_Excerpt provided_.
-- Opening Marker --

Nachin's thought is characterized by flexibility, and by the belief that listening to the patient comes before any kind of theory. "Psychoanalysis involves the renunciation of all kind of psychiatric diagnosis which always leads to the objectification of the subject and to the distancing of the psychoanalyst," Nachin states.

More explicitly, he claims: "It is necessary to rid ourselves of any automatic functioning - something which is not easy - in order to be a human (with one's particular experience of life, private, social and professional) who meets another human (with their particular experience). The significance of symptoms and dreams is personal. It is a matter of discovering it in its singularity. Thus, psychoanalysis is to be reinvented, each time for each patient"

-- Closing Marker --

[Point-per-instance localization data]
-- Opening Marker --

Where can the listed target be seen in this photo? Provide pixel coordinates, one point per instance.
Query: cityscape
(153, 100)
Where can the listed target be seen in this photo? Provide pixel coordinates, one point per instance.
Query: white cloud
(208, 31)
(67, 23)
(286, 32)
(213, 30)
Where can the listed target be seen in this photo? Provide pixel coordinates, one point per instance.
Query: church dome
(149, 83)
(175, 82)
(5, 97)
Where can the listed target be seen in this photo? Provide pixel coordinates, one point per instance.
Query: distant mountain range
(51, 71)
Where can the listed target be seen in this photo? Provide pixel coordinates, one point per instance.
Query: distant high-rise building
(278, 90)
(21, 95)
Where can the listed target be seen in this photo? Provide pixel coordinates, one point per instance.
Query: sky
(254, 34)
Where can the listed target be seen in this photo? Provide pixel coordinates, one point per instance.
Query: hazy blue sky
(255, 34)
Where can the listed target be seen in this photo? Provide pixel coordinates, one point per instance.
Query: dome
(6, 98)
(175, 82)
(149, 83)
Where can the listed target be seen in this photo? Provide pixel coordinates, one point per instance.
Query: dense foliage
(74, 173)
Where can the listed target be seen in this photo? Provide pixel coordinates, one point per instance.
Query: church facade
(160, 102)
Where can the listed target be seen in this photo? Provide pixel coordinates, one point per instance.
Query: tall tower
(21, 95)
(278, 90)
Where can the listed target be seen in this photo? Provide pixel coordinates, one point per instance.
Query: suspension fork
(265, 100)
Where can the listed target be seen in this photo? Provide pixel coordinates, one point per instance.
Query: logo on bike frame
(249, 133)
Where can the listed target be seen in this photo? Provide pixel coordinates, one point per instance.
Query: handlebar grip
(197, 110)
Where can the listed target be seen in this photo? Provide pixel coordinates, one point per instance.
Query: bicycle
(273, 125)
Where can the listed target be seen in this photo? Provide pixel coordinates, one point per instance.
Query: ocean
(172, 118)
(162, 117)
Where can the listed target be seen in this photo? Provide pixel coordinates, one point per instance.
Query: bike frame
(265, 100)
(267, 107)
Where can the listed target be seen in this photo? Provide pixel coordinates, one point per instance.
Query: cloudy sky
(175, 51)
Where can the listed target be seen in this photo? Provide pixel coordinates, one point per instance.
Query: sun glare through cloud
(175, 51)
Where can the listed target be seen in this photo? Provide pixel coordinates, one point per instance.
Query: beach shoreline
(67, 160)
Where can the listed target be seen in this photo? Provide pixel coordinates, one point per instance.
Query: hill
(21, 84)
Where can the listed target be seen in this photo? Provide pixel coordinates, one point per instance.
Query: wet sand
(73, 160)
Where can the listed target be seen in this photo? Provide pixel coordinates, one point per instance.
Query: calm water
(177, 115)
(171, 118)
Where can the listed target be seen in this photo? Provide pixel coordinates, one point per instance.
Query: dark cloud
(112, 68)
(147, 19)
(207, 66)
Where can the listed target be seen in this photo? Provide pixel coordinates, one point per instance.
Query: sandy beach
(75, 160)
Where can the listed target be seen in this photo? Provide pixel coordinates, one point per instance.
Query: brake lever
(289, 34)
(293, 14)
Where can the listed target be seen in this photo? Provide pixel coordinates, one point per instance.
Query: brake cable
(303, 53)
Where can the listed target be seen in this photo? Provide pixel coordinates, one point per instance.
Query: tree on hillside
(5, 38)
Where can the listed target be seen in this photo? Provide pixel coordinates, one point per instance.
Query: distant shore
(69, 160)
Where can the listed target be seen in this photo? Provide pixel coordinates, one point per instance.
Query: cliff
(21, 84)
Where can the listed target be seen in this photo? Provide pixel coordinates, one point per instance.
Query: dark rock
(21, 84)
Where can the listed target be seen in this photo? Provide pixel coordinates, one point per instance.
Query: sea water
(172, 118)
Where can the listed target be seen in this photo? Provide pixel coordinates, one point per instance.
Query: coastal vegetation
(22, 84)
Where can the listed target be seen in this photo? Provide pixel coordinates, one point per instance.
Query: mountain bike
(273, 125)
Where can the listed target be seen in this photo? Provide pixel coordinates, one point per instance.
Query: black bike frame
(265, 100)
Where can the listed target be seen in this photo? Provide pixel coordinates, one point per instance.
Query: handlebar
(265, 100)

-- Closing Marker --

_Exercise description_. Continue the passage on Nachin's approach to psychoanalysis, starting after its final quoted sentence. The items have no connection to the passage on Nachin's approach to psychoanalysis.

_Exercise result_.
Nachin is also known for 'resolutely listening to trauma', and for 'quiet determination and a spirit of precision'

==Freedom from bias==

In Nachin's view, "Psychoanalysis presupposes the removal of two common prejudices". On the one hand, there is what he calls "The bias of the archaic" - an over-emphasis on the role of early experience: "the importance of the early years of life, discovered by S. Freud and Melanie Klein does not imply that what happens later in the psyche cannot be significant".

Secondly, there is the (Lacanian) bias of the analysts as the subject supposed to know: the self-belief of the analyst should not make him forget that the general elements retrieved in any psychoanalysis are only discovered at the expense of the singular, unique experience that can develop out of the speech of each patient. ".

==Grief==

Research on the grieving process (especially when obstructed or disrupted) holds a significant place in his work.

"For the dead (the dead as we represent them mentally, so to speak) to be at peace and find peace, and for the survivors to go in peace, it is necessary that words of truth can be spoken and genuine feelings expressed, on the occasion of mourning, among the relatives of the deceased, and shared with the entire community. " (Ghosts of the Soul, pp. 30–31.)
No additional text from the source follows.